▸ Task instructions: Beginning at the line containing "green tree, the" and continuing to the end of the records below, give each line again exactly as it stands, and only those lines.

▸ Dataset entries:
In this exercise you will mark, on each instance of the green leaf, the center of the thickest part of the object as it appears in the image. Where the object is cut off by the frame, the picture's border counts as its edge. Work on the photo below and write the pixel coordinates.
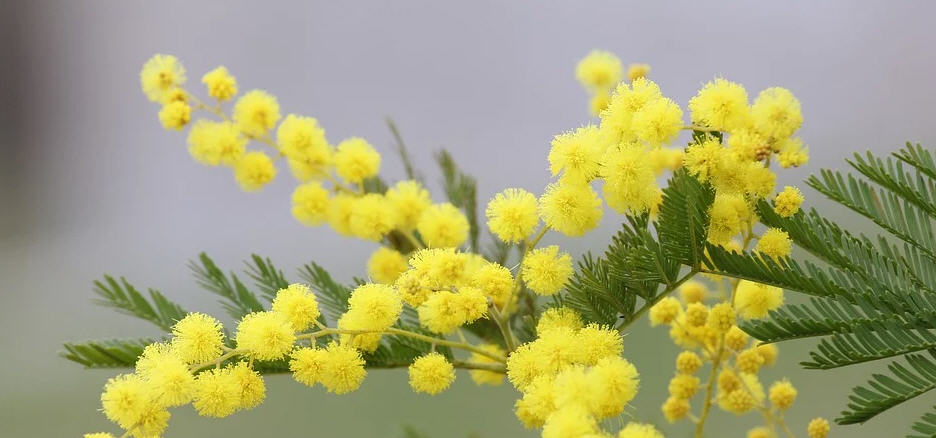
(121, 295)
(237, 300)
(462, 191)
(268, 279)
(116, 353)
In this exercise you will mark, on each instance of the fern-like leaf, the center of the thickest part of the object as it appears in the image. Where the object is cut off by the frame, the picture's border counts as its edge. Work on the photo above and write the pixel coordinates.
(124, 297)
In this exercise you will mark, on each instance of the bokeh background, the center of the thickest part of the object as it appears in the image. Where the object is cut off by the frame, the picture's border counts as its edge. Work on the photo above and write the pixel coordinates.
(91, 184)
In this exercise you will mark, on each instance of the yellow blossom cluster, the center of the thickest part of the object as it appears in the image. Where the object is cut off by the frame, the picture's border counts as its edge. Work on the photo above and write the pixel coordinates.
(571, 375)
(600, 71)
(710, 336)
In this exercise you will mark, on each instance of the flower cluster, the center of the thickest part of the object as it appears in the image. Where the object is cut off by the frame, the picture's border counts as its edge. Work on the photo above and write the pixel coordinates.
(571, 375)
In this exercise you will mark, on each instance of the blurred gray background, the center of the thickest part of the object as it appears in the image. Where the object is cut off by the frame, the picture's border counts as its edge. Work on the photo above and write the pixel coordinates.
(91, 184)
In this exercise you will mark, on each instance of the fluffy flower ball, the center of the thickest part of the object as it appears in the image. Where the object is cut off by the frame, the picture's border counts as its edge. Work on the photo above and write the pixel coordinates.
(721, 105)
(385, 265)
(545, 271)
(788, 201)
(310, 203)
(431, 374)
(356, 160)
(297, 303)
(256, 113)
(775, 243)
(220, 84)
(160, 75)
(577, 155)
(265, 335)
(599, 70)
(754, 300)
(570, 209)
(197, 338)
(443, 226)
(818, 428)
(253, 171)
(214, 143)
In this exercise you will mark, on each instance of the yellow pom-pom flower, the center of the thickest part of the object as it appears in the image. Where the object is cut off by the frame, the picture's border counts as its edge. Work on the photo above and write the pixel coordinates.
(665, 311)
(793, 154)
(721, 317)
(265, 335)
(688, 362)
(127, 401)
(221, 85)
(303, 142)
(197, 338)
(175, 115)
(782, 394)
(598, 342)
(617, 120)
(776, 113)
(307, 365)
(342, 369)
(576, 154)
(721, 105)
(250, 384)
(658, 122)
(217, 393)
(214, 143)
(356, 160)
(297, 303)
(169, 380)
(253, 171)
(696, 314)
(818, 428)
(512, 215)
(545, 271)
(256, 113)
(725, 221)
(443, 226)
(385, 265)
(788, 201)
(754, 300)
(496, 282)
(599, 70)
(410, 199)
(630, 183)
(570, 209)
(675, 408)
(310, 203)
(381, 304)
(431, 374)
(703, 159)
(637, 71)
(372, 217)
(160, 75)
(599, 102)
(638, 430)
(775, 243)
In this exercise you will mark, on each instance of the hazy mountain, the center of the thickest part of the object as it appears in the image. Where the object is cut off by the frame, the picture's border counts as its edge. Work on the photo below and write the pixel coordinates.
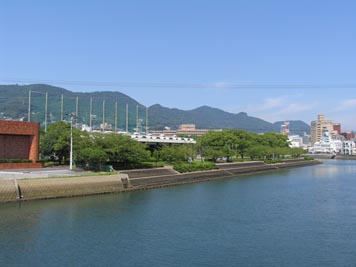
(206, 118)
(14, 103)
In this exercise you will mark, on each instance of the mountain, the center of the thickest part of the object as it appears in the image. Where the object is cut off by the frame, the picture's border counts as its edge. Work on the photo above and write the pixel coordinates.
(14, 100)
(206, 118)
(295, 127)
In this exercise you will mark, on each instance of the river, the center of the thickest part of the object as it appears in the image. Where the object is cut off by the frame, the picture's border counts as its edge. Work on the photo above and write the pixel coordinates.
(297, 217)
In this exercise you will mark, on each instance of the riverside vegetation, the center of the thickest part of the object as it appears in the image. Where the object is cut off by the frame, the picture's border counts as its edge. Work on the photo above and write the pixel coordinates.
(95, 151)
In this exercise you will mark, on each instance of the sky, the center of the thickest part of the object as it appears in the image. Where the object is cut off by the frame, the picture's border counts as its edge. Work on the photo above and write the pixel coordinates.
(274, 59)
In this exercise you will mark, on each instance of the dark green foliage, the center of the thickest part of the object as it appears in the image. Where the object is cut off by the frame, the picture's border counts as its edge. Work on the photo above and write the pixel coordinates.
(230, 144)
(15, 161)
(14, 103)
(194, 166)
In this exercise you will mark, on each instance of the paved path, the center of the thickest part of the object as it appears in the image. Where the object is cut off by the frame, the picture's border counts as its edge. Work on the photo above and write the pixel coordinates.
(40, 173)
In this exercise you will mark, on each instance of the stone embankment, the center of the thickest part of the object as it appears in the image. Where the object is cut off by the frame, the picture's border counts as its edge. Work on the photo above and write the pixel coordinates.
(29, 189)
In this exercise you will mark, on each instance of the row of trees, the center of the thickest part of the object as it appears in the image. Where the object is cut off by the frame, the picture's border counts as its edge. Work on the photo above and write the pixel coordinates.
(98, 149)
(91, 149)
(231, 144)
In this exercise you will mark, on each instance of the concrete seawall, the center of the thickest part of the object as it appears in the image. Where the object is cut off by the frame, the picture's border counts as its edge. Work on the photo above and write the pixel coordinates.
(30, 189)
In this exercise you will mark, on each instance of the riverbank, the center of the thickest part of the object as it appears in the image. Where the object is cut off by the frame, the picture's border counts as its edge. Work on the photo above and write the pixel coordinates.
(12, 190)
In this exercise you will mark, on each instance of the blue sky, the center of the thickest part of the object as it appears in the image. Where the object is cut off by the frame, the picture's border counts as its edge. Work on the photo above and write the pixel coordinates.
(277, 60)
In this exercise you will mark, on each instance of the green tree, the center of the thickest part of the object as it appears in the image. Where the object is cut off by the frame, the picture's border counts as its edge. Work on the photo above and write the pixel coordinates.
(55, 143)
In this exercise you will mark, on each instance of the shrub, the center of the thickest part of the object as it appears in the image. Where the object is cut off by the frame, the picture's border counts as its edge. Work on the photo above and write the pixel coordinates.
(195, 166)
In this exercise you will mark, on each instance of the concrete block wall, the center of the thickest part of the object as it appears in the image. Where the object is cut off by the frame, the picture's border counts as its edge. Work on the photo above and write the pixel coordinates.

▸ Exercise solution:
In this exercise you will mark, on each instance of the green tree, the center of the thickest part of the object as it appears in the image. Where the object is cut off by the frame, the picture's border counts as its edge. Work on the photo above and write the pixel coordinates.
(55, 143)
In this exercise you will mark, on each instance of the shrub, the center of the thickest part of the object as it appears in the image. Where the object is cut off by the frame, the picture's border counts as its edge. Work on the photo above and write the pixel coordinates.
(195, 166)
In this exercise you will mark, on each instance of the concrete block wall, the center of the thickest part of the object as it appears in the image. Where the object is cut off by the frame, the picture's border counts as its edge. Work on the photo above and write the pixel coordinates.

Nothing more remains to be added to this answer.